- **PROBLEM DESCRIPTION**: Return the entries in their entirety, precisely as given.

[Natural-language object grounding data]
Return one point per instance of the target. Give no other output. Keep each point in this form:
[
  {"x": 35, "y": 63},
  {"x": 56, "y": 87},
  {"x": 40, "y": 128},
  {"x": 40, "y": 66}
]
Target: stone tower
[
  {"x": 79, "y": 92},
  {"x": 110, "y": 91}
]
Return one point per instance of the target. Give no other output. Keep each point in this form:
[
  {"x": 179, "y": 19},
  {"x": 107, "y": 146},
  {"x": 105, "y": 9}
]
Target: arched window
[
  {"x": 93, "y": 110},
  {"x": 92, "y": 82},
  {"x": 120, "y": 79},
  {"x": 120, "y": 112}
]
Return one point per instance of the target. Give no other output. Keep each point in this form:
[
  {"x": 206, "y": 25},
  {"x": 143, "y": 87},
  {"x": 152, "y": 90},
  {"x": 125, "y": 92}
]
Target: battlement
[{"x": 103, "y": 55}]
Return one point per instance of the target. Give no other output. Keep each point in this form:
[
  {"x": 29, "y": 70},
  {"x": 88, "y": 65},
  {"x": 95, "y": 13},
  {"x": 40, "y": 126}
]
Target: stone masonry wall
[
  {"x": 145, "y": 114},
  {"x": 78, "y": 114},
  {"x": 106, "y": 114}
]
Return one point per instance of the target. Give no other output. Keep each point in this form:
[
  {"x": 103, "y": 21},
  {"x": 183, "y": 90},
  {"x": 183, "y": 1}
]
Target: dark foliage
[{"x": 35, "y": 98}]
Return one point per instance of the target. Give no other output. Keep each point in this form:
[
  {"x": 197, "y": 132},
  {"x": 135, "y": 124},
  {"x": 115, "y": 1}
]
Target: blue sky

- **RESPONSE BELOW**:
Return one point per instance of the target. Give no other output. Keep each point in this form:
[
  {"x": 35, "y": 63},
  {"x": 56, "y": 87},
  {"x": 40, "y": 128},
  {"x": 40, "y": 66}
]
Target: stone tower
[
  {"x": 79, "y": 92},
  {"x": 110, "y": 91}
]
Return one point per instance of the target. Give no other output. Keep each point in this form:
[
  {"x": 179, "y": 19},
  {"x": 107, "y": 146},
  {"x": 105, "y": 9}
]
Target: arched window
[
  {"x": 93, "y": 110},
  {"x": 92, "y": 82},
  {"x": 120, "y": 79},
  {"x": 120, "y": 112}
]
Return one point per instance of the target. Give no other output. Keep each point in this form:
[
  {"x": 206, "y": 25},
  {"x": 143, "y": 87},
  {"x": 152, "y": 90},
  {"x": 125, "y": 92}
]
Target: battlement
[{"x": 103, "y": 55}]
Return one point per instance of the target. Give no other output. Keep each point in this form:
[
  {"x": 29, "y": 70},
  {"x": 88, "y": 65},
  {"x": 95, "y": 13},
  {"x": 40, "y": 126}
]
Target: stone masonry wall
[
  {"x": 145, "y": 114},
  {"x": 78, "y": 114},
  {"x": 106, "y": 114}
]
Return one point per instance of the target. Give no other output. Keep each point in this form:
[
  {"x": 103, "y": 21},
  {"x": 183, "y": 90},
  {"x": 183, "y": 1}
]
Target: dark foliage
[{"x": 35, "y": 98}]
Return one point per instance of the target. Give no other output. Keep each point in this form:
[
  {"x": 197, "y": 132},
  {"x": 135, "y": 124},
  {"x": 115, "y": 1}
]
Target: blue sky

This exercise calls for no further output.